[Dataset entries]
^^^^^^^^

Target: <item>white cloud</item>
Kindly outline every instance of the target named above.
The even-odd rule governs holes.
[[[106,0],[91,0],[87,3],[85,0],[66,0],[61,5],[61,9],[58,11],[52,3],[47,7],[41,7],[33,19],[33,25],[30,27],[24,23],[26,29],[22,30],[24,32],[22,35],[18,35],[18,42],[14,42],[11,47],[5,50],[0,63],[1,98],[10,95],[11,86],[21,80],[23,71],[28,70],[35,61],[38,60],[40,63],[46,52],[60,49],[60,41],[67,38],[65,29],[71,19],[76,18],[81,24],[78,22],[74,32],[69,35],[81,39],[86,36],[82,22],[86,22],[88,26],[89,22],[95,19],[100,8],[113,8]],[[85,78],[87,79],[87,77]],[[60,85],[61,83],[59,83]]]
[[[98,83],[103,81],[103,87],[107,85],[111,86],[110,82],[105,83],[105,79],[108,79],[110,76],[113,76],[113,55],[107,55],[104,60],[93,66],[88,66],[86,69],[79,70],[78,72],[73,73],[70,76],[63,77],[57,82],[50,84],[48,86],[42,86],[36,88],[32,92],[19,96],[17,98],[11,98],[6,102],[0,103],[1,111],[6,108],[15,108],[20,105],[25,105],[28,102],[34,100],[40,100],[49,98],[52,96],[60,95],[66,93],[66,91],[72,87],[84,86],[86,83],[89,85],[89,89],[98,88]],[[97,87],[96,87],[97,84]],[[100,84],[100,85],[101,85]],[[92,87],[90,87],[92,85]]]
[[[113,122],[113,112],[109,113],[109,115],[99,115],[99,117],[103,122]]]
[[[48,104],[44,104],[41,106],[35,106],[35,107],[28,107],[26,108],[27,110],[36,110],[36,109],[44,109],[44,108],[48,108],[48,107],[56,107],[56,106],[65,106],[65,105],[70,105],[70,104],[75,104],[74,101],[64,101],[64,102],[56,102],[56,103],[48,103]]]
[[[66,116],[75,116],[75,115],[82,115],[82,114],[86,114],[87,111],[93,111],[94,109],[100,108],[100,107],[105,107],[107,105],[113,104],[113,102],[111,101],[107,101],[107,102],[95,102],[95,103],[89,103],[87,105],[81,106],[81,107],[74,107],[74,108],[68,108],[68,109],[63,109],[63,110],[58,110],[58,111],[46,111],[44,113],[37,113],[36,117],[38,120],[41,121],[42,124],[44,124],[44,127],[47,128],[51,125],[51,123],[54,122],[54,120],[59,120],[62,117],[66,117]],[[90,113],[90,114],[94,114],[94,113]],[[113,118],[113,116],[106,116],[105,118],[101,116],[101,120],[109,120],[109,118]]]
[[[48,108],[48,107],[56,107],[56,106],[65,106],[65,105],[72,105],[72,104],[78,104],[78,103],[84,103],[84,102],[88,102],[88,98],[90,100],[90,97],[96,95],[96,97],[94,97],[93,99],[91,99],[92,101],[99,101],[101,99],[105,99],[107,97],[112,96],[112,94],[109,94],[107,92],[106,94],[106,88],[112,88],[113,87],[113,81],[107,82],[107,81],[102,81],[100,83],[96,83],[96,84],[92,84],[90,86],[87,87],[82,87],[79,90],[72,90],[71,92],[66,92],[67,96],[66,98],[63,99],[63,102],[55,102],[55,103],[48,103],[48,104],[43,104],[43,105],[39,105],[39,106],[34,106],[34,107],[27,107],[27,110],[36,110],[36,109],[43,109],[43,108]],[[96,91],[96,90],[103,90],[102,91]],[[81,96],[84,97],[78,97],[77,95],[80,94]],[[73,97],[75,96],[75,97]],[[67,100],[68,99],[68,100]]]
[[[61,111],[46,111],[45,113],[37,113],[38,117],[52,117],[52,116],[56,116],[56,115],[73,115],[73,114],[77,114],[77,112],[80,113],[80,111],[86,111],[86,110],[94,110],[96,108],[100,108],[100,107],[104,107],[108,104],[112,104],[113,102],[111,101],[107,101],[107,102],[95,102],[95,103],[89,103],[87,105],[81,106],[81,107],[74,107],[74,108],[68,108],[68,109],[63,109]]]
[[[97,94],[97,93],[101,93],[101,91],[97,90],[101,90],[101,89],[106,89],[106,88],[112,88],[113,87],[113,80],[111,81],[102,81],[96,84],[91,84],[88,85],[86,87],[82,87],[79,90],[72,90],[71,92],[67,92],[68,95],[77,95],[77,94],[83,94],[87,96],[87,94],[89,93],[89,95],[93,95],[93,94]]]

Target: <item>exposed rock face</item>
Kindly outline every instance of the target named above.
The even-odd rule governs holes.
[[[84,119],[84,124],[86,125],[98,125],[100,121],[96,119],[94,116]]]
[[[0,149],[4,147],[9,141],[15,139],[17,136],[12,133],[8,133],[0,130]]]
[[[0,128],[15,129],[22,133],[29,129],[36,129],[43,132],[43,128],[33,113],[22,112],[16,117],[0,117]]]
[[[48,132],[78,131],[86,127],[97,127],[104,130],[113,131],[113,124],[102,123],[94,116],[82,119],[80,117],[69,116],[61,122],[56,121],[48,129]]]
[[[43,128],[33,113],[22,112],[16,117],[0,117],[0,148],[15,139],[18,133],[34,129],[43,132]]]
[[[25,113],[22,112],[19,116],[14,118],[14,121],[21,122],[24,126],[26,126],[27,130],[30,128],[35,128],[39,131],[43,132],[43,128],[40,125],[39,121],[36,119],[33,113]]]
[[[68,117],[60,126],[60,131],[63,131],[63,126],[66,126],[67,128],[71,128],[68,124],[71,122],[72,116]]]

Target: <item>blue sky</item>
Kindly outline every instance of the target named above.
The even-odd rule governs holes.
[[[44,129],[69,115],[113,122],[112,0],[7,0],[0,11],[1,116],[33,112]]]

^^^^^^^^

# [Task brief]
Transcribe the records in full, word for word.

# [Solution below]
Target: <item>white cloud</item>
Kindly outline every instance of the target named above.
The even-odd rule governs holes.
[[[106,0],[91,0],[87,3],[85,0],[66,0],[61,5],[61,9],[58,11],[52,3],[47,7],[41,7],[33,19],[33,25],[30,27],[24,23],[26,29],[22,30],[24,32],[22,35],[18,35],[18,42],[14,42],[11,47],[5,50],[0,63],[1,98],[10,95],[11,86],[21,80],[23,71],[28,70],[35,61],[38,60],[40,63],[46,52],[60,49],[60,41],[67,38],[65,29],[71,19],[76,18],[81,24],[78,22],[74,32],[69,35],[81,39],[86,36],[82,22],[86,22],[88,26],[89,22],[95,19],[100,8],[113,8]],[[85,78],[87,79],[87,77]],[[60,85],[61,83],[59,83]]]
[[[98,83],[103,81],[103,87],[107,85],[111,86],[110,82],[105,83],[105,79],[108,79],[110,76],[113,76],[113,55],[107,55],[104,60],[93,66],[88,66],[86,69],[79,70],[78,72],[73,73],[70,76],[63,77],[57,82],[50,84],[48,86],[42,86],[36,88],[32,92],[19,96],[17,98],[11,98],[6,102],[0,103],[1,111],[6,108],[15,108],[20,105],[25,105],[28,102],[34,100],[40,100],[49,98],[52,96],[60,95],[66,93],[66,91],[72,87],[84,86],[86,83],[89,85],[89,89],[98,88]],[[97,87],[96,87],[97,84]],[[100,84],[100,85],[101,85]],[[92,87],[90,87],[92,85]]]
[[[113,122],[113,112],[109,113],[109,115],[99,115],[99,117],[103,122]]]
[[[48,104],[44,104],[41,106],[35,106],[35,107],[28,107],[26,108],[27,110],[36,110],[36,109],[44,109],[44,108],[48,108],[48,107],[56,107],[56,106],[65,106],[65,105],[70,105],[70,104],[75,104],[74,101],[64,101],[64,102],[56,102],[56,103],[48,103]]]
[[[66,116],[75,116],[75,115],[82,115],[82,114],[86,114],[87,111],[93,111],[94,109],[100,108],[100,107],[105,107],[107,105],[113,104],[113,102],[111,101],[107,101],[107,102],[95,102],[95,103],[89,103],[87,105],[81,106],[81,107],[74,107],[74,108],[68,108],[68,109],[63,109],[63,110],[58,110],[58,111],[46,111],[44,113],[37,113],[36,117],[38,120],[41,121],[42,124],[44,124],[44,127],[47,128],[51,125],[51,123],[54,122],[54,120],[59,120],[62,117],[66,117]],[[90,113],[90,114],[94,114],[94,113]],[[113,118],[113,116],[106,116],[105,118],[101,116],[101,120],[109,120],[109,118]]]
[[[48,108],[48,107],[56,107],[56,106],[65,106],[65,105],[72,105],[72,104],[78,104],[78,103],[84,103],[84,102],[88,102],[88,98],[90,100],[90,97],[96,95],[96,97],[94,97],[93,99],[91,99],[92,101],[99,101],[101,99],[105,99],[107,97],[112,96],[112,94],[109,94],[107,92],[106,94],[106,88],[112,88],[113,87],[113,81],[107,82],[107,81],[102,81],[100,83],[96,83],[96,84],[92,84],[90,86],[87,87],[82,87],[79,90],[72,90],[71,92],[66,92],[67,96],[66,98],[63,99],[63,102],[55,102],[55,103],[48,103],[48,104],[43,104],[43,105],[39,105],[39,106],[34,106],[34,107],[27,107],[27,110],[36,110],[36,109],[43,109],[43,108]],[[96,91],[96,90],[103,90],[102,91]],[[81,96],[84,97],[78,97],[77,95],[80,94]],[[73,97],[75,96],[75,97]],[[67,100],[68,99],[68,100]]]
[[[61,111],[46,111],[45,113],[37,113],[38,117],[52,117],[52,116],[56,116],[56,115],[73,115],[73,114],[77,114],[77,112],[80,113],[80,111],[86,111],[86,110],[94,110],[96,108],[100,108],[100,107],[104,107],[108,104],[112,104],[113,102],[111,101],[107,101],[107,102],[95,102],[95,103],[89,103],[87,105],[81,106],[81,107],[74,107],[74,108],[68,108],[68,109],[63,109]]]
[[[97,94],[97,93],[101,93],[101,91],[97,90],[101,90],[101,89],[106,89],[106,88],[112,88],[113,87],[113,80],[111,81],[102,81],[96,84],[91,84],[88,85],[86,87],[82,87],[79,90],[72,90],[71,92],[67,92],[68,95],[77,95],[77,94],[83,94],[87,96],[87,94],[89,93],[89,95],[93,95],[93,94]]]

Target: <item>exposed rock face</item>
Kindly outline every instance of the target named above.
The even-odd rule governs holes.
[[[84,119],[84,124],[86,125],[98,125],[100,121],[96,119],[94,116]]]
[[[0,149],[4,147],[9,141],[15,139],[17,136],[12,133],[8,133],[0,130]]]
[[[0,128],[15,129],[22,133],[29,129],[36,129],[43,132],[43,128],[33,113],[22,112],[16,117],[0,117]]]
[[[48,132],[78,131],[86,127],[97,127],[104,130],[113,131],[113,124],[102,123],[94,116],[82,119],[80,117],[69,116],[61,122],[56,121],[48,129]]]
[[[43,128],[33,113],[22,112],[16,117],[0,117],[0,148],[15,139],[18,133],[34,129],[43,132]]]
[[[25,113],[22,112],[19,116],[14,118],[14,121],[21,122],[24,126],[26,126],[27,130],[30,128],[35,128],[39,131],[43,132],[43,128],[40,125],[39,121],[36,119],[33,113]]]
[[[68,117],[60,126],[60,131],[63,131],[63,126],[66,126],[67,128],[71,128],[68,124],[71,122],[72,116]]]

Target: <item>blue sky</item>
Kindly outline every instance of the target named above.
The even-odd rule governs holes.
[[[44,129],[69,115],[113,122],[112,0],[7,0],[0,11],[1,116],[33,112]]]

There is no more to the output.